» Stated goal:
Rewrite the lines below with every "drops a pin" changed to "places a marker", leaving everything else as it is.

── Input data ──

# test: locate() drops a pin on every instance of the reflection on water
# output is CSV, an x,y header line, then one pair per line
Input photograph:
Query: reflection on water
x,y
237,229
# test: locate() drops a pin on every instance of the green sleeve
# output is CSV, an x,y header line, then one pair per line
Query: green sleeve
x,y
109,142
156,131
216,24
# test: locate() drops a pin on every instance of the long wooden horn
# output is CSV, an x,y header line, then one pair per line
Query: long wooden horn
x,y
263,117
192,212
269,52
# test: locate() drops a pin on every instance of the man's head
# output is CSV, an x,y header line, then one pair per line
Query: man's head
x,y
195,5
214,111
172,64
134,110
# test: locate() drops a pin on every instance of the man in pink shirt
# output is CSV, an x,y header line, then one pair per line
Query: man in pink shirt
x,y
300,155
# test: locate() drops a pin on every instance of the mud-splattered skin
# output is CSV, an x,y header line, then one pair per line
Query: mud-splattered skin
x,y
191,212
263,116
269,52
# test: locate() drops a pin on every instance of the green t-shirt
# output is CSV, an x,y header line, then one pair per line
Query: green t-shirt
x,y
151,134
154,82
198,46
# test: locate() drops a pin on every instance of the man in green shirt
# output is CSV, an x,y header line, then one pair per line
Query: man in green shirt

───

» Answer for the task:
# test: locate() places a marker on every instance of the reflection on water
# output is CSV, an x,y header line, then one pair per line
Input photograph:
Query: reflection on water
x,y
237,229
# test: locate() places a marker on every instance of the green sleeve
# output is CSV, an x,y header line, then one pair per line
Query: green sleeve
x,y
109,142
156,131
216,24
# test: locate() places a marker on every instance of the long wooden horn
# output is CSV, an x,y header line, then one pair per line
Query: long wooden horn
x,y
263,117
192,212
269,52
# test: locate() places a marker on every instance of the man's head
# output is CSV, an x,y header line, then one pair per line
Query: man's head
x,y
195,5
214,111
172,64
134,110
# test: locate() places a marker on every instance of the man in pink shirt
# output is CSV, an x,y header line, then one pair per line
Query: man in pink shirt
x,y
300,155
# test: locate() places a marker on every instance of the mud-splattered skin
# output is CSV, an x,y header line, then one pair per line
Query: mud-splattered skin
x,y
191,212
263,116
269,52
# test: locate() places a marker on every instance of the green t-shirt
# output is CSV, an x,y header line, then one pair per line
Query: green t-shirt
x,y
151,134
154,82
198,46
# test: locate() places a marker on every instance of the man in green shirt
# output is CSV, an x,y header line, then one pair per line
Query: man in green shirt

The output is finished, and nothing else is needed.